TASK TO COMPLETE: Turn each line of the listing below into an item of a numbered list, and drop any blank lines.

— Start of RECORDS FOR THIS EXERCISE —

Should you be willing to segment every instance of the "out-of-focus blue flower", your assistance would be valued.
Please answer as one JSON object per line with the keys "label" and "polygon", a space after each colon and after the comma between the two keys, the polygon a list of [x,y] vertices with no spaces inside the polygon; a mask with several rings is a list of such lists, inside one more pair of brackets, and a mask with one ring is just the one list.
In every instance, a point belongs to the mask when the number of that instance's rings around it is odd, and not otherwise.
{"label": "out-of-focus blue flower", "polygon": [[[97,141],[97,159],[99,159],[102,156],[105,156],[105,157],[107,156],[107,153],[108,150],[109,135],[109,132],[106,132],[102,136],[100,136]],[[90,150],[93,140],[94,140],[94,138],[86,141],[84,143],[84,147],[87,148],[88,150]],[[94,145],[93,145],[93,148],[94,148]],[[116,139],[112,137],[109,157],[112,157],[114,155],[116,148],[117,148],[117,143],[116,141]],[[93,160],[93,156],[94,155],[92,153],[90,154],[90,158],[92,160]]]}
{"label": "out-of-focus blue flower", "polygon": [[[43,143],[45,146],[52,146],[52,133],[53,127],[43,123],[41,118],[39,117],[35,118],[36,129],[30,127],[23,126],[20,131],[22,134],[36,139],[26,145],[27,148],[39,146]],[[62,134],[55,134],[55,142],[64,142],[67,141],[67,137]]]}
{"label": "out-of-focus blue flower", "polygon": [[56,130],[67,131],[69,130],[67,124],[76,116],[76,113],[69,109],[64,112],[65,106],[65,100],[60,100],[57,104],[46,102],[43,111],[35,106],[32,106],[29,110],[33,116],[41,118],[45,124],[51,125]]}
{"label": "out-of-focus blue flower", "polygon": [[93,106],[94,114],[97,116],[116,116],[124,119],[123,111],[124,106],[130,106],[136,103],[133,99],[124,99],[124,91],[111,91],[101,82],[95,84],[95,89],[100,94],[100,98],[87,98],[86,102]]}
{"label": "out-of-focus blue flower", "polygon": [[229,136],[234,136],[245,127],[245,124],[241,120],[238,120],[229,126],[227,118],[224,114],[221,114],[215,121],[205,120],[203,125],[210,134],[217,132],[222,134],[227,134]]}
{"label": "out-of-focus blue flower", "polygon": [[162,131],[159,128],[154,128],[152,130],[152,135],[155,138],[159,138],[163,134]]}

— End of RECORDS FOR THIS EXERCISE —

THE RESPONSE:
1. Should you be willing to segment every instance of the "out-of-focus blue flower", your assistance would be valued.
2. Please answer as one JSON object per line with the keys "label" and "polygon", a space after each colon and after the comma between the two keys, the polygon a list of [x,y] vertices with no spaces inside the polygon; a mask with several rings is a list of such lists, inside one more pair of brackets, and a mask with one ring is just the one list.
3. In every instance, a point belongs to the mask when the number of that instance's rings around it is odd, and not otherwise.
4. {"label": "out-of-focus blue flower", "polygon": [[[97,141],[97,159],[99,159],[102,156],[105,156],[105,157],[107,156],[107,153],[108,150],[109,135],[109,132],[106,132],[102,136],[100,136]],[[90,150],[93,140],[94,140],[94,138],[86,141],[84,143],[84,147],[87,148],[88,150]],[[94,145],[93,145],[93,148],[94,148]],[[116,139],[112,137],[109,157],[112,157],[114,155],[116,148],[117,148],[117,143],[116,141]],[[93,160],[93,156],[94,155],[92,153],[90,154],[90,158],[92,160]]]}
5. {"label": "out-of-focus blue flower", "polygon": [[[43,143],[45,146],[52,146],[52,133],[53,127],[43,123],[41,118],[39,117],[35,118],[36,129],[30,127],[23,126],[20,131],[22,134],[36,139],[26,145],[27,148],[39,146]],[[62,134],[55,134],[55,142],[64,142],[67,141],[67,137]]]}
6. {"label": "out-of-focus blue flower", "polygon": [[56,130],[67,131],[69,130],[67,124],[76,116],[76,113],[69,109],[64,112],[65,106],[65,100],[60,100],[57,104],[46,102],[43,111],[35,106],[32,106],[29,110],[33,116],[41,118],[45,124],[51,125]]}
7. {"label": "out-of-focus blue flower", "polygon": [[93,106],[94,114],[97,116],[116,116],[124,119],[123,111],[124,106],[130,106],[136,103],[133,99],[124,99],[124,91],[111,91],[101,82],[95,84],[95,89],[100,94],[100,98],[87,98],[86,102]]}
8. {"label": "out-of-focus blue flower", "polygon": [[229,136],[234,136],[245,127],[245,124],[241,120],[238,120],[229,126],[227,118],[224,114],[221,114],[215,121],[205,120],[203,125],[210,134],[217,132],[222,134],[227,134]]}
9. {"label": "out-of-focus blue flower", "polygon": [[162,131],[159,128],[154,128],[152,130],[152,135],[155,138],[159,138],[163,134]]}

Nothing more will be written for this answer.